### TASK REQUIREMENTS
I need the lines from the one with "the eggplant plant." through the end of the material, copied exactly and with nothing else included.

════════════════

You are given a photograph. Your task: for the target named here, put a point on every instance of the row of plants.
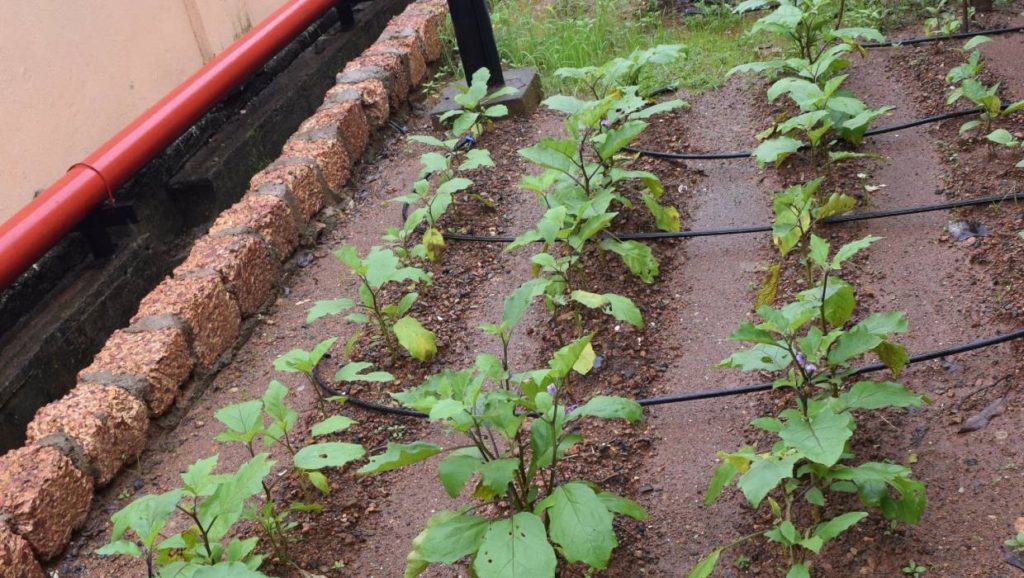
(516, 422)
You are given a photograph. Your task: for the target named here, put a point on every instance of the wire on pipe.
(708, 394)
(660, 235)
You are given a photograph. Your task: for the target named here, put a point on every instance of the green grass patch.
(552, 34)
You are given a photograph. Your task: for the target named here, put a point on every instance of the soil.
(953, 292)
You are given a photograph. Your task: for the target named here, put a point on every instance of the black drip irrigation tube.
(708, 394)
(930, 39)
(749, 154)
(660, 235)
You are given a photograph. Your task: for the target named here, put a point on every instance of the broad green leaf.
(822, 439)
(609, 407)
(353, 372)
(327, 454)
(723, 476)
(878, 395)
(637, 256)
(146, 517)
(580, 524)
(244, 421)
(765, 473)
(417, 340)
(333, 306)
(776, 150)
(497, 475)
(457, 468)
(333, 424)
(399, 455)
(706, 566)
(450, 536)
(515, 547)
(829, 530)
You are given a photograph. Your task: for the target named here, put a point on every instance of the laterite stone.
(160, 357)
(267, 216)
(16, 560)
(44, 497)
(245, 263)
(372, 93)
(301, 178)
(204, 304)
(329, 154)
(107, 422)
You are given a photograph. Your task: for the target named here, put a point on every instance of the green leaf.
(706, 566)
(723, 476)
(320, 482)
(850, 249)
(497, 475)
(878, 395)
(332, 424)
(515, 547)
(457, 468)
(893, 356)
(637, 256)
(352, 372)
(799, 571)
(417, 340)
(764, 475)
(244, 421)
(146, 517)
(776, 150)
(399, 455)
(829, 530)
(822, 440)
(609, 407)
(450, 536)
(327, 454)
(580, 524)
(333, 306)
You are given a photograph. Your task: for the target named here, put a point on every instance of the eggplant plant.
(619, 73)
(518, 427)
(582, 188)
(444, 169)
(811, 343)
(827, 114)
(812, 26)
(380, 273)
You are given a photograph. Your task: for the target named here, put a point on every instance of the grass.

════════════════

### RESPONSE AREA
You are given a photograph. Your task: for the target named here, put a point on every instance of the eggplant plant.
(619, 73)
(518, 427)
(582, 188)
(444, 169)
(811, 343)
(827, 114)
(812, 26)
(380, 273)
You are given a photograph. Your task: for the target named here, put a point on every instance of the grass.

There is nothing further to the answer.